Only those lines running from the line that contains "written like (333,211)." through the end of the material are to be written out, each exactly as shown.

-=-=-=-=-

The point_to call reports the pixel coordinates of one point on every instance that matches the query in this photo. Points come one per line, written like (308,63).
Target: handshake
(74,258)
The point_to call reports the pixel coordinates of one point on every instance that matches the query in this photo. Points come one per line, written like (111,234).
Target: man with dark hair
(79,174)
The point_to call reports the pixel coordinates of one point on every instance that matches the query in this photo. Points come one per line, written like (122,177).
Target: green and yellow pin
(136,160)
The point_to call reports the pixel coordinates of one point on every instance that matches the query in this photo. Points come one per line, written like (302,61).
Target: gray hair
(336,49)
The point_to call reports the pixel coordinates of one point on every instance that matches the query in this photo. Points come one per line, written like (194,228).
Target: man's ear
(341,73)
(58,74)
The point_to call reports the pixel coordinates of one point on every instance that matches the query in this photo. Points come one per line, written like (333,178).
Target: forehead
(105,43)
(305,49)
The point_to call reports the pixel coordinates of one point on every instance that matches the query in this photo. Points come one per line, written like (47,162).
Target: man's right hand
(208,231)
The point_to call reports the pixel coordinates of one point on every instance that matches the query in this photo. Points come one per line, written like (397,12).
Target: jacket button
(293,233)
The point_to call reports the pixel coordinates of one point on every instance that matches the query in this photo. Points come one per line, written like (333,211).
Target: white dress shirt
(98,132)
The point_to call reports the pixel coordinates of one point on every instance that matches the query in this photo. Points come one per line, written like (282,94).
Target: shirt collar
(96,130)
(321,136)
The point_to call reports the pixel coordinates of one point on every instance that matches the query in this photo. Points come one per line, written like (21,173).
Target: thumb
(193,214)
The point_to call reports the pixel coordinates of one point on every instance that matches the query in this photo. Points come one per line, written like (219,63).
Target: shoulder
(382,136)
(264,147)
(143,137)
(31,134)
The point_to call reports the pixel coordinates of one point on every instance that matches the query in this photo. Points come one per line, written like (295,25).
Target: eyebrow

-=-=-=-=-

_WRITTEN RESPONSE_
The point_to call reports the pixel coordinates of one point on every instance that matches the query in this photo. Points come one per line, written like (333,211).
Target: white dress shirt
(98,132)
The point_to call reports the pixel coordinates of one point on every instance that matches the query in this photo. Points come one per line, written like (282,94).
Target: shirt collar
(96,130)
(321,136)
The point_to call reports the pixel coordinates of one point on every instance that matches the query in this photo. Points come one per line, written like (21,173).
Target: thumb
(193,214)
The point_to call reports the pixel coordinates of one point on every instance that matches the query in this photo. Points come one per line, written like (219,63).
Target: shoulder
(382,136)
(264,147)
(143,137)
(31,134)
The point_to call reports the pixel coordinates of one point on every instance that matches the query in this photo. Points come one per line, written like (295,25).
Target: eyebrow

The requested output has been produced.